### Position identification records
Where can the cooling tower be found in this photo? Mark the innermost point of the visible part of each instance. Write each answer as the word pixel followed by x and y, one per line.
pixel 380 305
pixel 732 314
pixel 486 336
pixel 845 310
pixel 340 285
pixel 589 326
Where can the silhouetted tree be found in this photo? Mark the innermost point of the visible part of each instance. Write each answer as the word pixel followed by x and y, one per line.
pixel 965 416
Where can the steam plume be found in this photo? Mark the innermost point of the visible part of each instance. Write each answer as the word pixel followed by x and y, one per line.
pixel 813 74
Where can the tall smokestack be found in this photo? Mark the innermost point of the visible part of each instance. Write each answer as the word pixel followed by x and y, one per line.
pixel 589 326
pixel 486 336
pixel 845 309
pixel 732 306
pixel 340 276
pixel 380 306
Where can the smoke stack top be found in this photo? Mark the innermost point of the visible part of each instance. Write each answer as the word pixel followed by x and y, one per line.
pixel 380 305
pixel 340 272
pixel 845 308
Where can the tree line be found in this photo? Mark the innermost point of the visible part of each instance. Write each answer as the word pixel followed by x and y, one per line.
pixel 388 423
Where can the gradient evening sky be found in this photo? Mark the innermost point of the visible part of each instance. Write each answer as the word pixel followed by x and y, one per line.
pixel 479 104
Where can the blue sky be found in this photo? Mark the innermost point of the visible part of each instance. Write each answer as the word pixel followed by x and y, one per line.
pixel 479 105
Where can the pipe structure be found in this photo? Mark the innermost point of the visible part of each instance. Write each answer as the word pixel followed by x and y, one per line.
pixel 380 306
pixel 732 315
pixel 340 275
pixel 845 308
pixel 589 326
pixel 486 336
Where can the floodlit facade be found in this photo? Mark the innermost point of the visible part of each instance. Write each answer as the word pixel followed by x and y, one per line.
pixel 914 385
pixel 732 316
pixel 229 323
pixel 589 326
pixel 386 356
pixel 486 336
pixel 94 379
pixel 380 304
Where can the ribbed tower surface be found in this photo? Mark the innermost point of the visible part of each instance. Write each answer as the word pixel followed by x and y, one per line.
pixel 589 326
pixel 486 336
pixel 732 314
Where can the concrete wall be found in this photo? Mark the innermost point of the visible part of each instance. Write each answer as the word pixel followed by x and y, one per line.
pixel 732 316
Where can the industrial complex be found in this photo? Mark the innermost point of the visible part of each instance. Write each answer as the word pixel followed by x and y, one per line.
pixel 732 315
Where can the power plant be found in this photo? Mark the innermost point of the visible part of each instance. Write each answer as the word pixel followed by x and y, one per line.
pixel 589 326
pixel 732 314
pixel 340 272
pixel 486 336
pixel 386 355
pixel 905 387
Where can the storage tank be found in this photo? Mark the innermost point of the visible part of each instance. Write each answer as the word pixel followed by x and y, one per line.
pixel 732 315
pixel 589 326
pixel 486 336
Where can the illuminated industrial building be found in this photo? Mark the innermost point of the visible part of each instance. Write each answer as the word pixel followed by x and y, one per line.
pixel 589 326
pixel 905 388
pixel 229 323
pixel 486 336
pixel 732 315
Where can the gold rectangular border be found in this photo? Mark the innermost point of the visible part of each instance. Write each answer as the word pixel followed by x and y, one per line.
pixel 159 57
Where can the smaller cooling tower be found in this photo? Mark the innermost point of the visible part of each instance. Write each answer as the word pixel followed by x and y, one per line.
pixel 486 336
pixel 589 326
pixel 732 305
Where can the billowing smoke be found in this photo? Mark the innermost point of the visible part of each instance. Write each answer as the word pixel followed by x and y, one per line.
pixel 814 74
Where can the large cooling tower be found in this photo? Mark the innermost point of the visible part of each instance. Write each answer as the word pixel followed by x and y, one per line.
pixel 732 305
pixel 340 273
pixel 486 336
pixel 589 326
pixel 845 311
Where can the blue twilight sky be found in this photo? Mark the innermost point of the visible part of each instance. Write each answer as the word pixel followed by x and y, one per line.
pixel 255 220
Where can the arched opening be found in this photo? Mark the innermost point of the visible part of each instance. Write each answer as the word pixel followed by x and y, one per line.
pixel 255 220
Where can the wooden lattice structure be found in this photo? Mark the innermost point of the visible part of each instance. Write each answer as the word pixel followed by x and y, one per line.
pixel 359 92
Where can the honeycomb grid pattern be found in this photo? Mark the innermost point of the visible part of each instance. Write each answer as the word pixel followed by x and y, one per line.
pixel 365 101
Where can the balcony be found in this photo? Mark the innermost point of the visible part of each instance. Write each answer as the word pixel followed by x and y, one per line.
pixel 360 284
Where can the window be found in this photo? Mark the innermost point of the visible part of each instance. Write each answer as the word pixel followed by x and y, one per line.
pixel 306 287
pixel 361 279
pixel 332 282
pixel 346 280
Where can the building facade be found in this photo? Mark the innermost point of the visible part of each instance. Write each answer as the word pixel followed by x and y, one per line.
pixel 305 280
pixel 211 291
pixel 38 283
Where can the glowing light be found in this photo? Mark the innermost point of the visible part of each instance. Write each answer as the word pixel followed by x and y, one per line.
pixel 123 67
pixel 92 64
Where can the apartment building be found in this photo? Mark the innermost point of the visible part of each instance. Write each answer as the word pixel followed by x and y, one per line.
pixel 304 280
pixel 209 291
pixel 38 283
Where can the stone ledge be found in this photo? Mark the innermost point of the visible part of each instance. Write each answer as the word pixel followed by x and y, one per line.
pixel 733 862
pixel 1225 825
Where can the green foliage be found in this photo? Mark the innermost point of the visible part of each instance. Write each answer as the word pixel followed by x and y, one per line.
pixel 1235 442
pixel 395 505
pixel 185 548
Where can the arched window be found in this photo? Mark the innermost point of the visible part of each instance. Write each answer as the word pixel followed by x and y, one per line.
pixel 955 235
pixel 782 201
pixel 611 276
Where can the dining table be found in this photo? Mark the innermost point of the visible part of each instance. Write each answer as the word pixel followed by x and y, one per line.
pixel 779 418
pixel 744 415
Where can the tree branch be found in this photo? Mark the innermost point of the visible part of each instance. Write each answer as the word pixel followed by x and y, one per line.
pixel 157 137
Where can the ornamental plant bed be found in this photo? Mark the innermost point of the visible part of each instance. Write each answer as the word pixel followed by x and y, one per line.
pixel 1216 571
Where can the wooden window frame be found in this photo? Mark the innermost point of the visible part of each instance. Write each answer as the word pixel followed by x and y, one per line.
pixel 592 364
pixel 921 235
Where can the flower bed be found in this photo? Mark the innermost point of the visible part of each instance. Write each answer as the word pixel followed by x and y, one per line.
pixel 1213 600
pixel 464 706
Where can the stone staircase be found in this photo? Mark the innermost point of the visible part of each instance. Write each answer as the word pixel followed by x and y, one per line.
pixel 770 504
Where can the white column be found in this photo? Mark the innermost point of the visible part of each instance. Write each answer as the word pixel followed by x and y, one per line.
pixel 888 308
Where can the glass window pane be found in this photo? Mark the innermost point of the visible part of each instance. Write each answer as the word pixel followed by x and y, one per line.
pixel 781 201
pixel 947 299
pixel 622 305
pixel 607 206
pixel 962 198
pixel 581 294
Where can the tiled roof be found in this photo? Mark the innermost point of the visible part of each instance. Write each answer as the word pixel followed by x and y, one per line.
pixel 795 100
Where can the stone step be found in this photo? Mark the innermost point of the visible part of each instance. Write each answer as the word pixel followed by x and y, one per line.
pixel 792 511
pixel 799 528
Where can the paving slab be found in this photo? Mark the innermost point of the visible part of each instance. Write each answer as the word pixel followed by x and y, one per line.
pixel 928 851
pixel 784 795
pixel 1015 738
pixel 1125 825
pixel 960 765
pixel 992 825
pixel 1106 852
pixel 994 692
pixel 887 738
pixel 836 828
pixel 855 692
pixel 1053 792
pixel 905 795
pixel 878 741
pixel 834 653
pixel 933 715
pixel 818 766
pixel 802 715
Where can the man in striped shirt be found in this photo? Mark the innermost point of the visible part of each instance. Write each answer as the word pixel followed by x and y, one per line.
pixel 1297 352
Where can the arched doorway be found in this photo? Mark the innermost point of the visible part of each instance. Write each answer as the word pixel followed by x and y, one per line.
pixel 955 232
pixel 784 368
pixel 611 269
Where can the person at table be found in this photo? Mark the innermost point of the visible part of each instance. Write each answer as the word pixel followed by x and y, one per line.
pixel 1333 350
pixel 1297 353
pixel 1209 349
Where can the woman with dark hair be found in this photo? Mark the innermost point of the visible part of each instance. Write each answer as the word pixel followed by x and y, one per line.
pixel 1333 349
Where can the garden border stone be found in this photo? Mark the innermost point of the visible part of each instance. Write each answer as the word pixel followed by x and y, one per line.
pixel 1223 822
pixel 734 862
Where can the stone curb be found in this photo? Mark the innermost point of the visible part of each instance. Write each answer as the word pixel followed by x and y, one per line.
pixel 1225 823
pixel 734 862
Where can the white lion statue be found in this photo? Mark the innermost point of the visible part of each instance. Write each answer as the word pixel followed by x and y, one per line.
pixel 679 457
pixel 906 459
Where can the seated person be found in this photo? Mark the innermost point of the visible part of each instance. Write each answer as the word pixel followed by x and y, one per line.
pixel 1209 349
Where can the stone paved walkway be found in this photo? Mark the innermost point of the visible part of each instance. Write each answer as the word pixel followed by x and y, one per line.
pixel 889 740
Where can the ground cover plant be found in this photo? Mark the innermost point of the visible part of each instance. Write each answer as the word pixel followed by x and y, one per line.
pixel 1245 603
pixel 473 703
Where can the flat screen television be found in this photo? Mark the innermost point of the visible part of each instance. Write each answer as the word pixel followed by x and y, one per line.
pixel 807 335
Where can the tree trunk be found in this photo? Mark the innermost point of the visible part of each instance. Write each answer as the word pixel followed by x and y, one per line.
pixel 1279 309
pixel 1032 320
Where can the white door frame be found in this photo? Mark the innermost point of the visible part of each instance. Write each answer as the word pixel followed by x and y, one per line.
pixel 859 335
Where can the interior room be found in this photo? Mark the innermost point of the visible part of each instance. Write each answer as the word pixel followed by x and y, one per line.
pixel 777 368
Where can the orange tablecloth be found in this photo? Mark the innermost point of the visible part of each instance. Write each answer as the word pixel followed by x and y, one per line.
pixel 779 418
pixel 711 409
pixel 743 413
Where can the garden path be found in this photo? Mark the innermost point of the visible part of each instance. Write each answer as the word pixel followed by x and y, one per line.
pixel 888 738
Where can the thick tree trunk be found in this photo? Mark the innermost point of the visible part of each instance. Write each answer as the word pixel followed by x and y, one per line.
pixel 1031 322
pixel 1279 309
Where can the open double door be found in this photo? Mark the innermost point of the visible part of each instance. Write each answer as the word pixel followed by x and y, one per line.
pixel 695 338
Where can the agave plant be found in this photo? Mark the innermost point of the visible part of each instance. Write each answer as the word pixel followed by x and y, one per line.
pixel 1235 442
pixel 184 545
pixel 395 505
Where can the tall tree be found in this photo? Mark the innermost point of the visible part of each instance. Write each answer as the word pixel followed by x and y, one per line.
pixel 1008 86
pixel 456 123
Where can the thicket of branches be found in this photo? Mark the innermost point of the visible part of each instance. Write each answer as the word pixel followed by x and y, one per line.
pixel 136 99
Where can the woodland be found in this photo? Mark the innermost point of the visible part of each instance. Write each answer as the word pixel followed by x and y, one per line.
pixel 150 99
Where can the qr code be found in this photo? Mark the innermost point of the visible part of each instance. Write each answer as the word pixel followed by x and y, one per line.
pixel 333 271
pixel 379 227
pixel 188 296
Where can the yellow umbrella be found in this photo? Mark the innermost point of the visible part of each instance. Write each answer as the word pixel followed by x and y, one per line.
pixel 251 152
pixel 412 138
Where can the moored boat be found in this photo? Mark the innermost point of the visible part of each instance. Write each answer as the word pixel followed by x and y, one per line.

### Your goal
Can you rewrite the records between the lines holding "Where can the wooden window" and "pixel 799 528", inclusive, as a JSON list of strings, one string per line, leaving out any blank lines?

### Task answer
[
  "Where can the wooden window frame be found in this photo? Mark the innermost point of the visible part of each instance. Write each answer as the word pixel followed by x and y, one per line.",
  "pixel 592 364",
  "pixel 921 235",
  "Where can the flower bed be found in this photo? Mark the innermost point of the visible part of each instance. Write each answer as the word pixel followed by x and y, one per line.",
  "pixel 1213 600",
  "pixel 464 706",
  "Where can the stone staircase be found in this photo? Mark the innermost point of the visible part of each instance. Write each answer as the word pixel followed by x and y, one per line.",
  "pixel 770 504",
  "Where can the white column be found in this photo? Mark the innermost point of the visible part of each instance. Write each answer as the word pixel followed by x and y, one per line.",
  "pixel 888 308",
  "Where can the glass window pane be found in this photo? Mark the innermost point of the visible part of each instance. Write each answer as the word pixel followed by x and y, one per line.",
  "pixel 781 201",
  "pixel 947 299",
  "pixel 622 305",
  "pixel 607 206",
  "pixel 962 198",
  "pixel 581 294",
  "Where can the tiled roof be found in this photo? Mark the innermost point of the visible part of each instance. Write each answer as the word pixel followed by x and y, one per line.",
  "pixel 795 100",
  "Where can the stone step be found in this photo? Mark the innermost point of the visible part of each instance. Write each answer as the word pixel followed by x and y, one per line.",
  "pixel 792 511",
  "pixel 799 528"
]